| Set problem A |
Gather every line from the entries below that contains the word "blue" and copy each one out.

| Extract provided |
********

Last year, as many of you know, I passed the fortieth anniversary of my ordination. The occasion provided an opportunity to leaf through old photographs and reignite many memories, particularly of the people among whom I have been privileged to serve over the decades. This morning in our Epistle and Gospel readings we are given two brief glimpses of the life of the apostle Peter, one towards the end of many years of discipleship, the other back at the very beginning. Peter did not have the convenience of photographs but as he composed the first of his two letters that we find in the New Testament with the help of his friend and coworker Silvanus, I can only imagine that a torrent of memories, going all the way back to the events of this morning’s Gospel reading, must have been flooding through his mind.
Peter first became aware of Jesus through the witness of his brother Andrew. Andrew was a follower of John the Baptist. He had been present when Jesus had come to the banks of the Jordan River and John had proclaimed, “Look, the Lamb of God!” Andrew had been so entranced by what he heard and saw that he followed Jesus to where he was staying and spent the rest of the day with him. His excitement was such that he wasted no time in going straight to his brother and telling him, “We have found the Messiah.” This in turn aroused Simon’s interest enough that he followed his brother back to where Jesus was. There Jesus met him with the words, “You are Simon son of John. You are to be called Cephas”. Now kepha is Aramaic for “rock” or “stone”, which in Greek is petros—hence the name Peter. And it seems to me that the rest of the story of Andrew’s brother Simon, or Peter, in the New Testament is how he became a rock.

********

| Listing |
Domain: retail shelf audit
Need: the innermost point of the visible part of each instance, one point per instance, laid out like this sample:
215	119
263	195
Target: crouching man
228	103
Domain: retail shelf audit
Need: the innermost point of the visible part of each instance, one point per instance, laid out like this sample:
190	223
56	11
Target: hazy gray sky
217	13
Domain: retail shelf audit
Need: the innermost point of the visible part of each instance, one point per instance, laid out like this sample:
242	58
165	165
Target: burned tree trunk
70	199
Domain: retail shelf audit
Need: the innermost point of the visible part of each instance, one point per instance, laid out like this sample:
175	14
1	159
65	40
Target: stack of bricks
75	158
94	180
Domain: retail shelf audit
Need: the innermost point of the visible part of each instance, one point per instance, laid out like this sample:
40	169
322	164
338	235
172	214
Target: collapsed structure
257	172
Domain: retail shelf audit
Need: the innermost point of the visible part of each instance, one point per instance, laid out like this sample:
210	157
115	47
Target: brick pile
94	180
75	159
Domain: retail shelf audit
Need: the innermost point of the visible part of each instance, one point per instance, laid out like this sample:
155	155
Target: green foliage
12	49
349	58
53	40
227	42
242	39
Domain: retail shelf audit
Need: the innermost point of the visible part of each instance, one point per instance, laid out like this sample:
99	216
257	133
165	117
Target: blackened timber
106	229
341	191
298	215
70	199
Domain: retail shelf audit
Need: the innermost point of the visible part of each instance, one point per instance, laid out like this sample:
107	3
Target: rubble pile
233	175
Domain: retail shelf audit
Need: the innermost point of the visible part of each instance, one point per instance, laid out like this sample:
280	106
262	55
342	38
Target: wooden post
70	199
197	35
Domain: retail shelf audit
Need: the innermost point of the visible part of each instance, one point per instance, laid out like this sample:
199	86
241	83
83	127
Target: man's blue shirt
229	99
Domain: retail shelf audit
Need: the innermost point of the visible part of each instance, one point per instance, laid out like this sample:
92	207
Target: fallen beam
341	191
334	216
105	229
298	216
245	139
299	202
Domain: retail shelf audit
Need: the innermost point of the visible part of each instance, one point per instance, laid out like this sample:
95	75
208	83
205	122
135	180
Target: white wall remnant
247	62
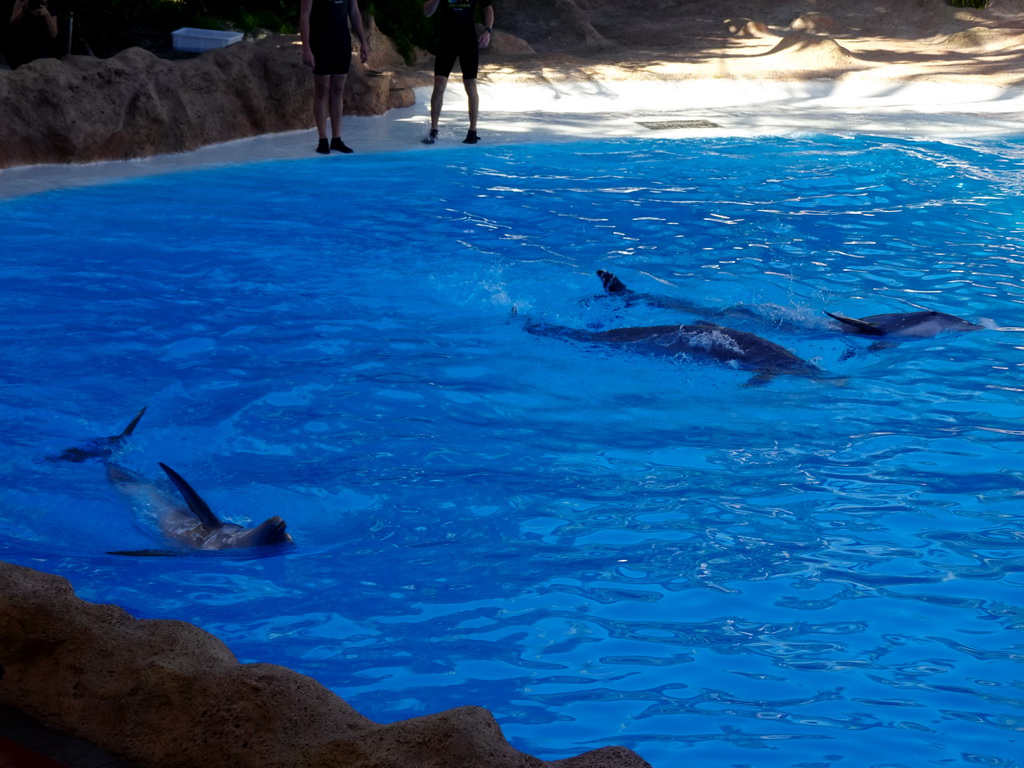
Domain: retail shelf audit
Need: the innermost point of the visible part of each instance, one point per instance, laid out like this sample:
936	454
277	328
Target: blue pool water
598	547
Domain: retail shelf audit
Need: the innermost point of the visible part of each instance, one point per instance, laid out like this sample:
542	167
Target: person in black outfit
457	39
327	48
32	33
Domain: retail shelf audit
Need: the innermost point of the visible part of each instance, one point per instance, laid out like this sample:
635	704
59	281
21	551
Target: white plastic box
189	40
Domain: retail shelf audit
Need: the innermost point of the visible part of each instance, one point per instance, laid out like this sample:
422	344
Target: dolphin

********

| Set problem B |
Duplicate the part of the text about the apostle Peter starting with "Last year, as" and going on through "through his mind.".

| Written response A |
Target: man's blue shirt
Target: blue pool water

| Written response B |
Last year, as many of you know, I passed the fortieth anniversary of my ordination. The occasion provided an opportunity to leaf through old photographs and reignite many memories, particularly of the people among whom I have been privileged to serve over the decades. This morning in our Epistle and Gospel readings we are given two brief glimpses of the life of the apostle Peter, one towards the end of many years of discipleship, the other back at the very beginning. Peter did not have the convenience of photographs but as he composed the first of his two letters that we find in the New Testament with the help of his friend and coworker Silvanus, I can only imagine that a torrent of memories, going all the way back to the events of this morning’s Gospel reading, must have been flooding through his mind.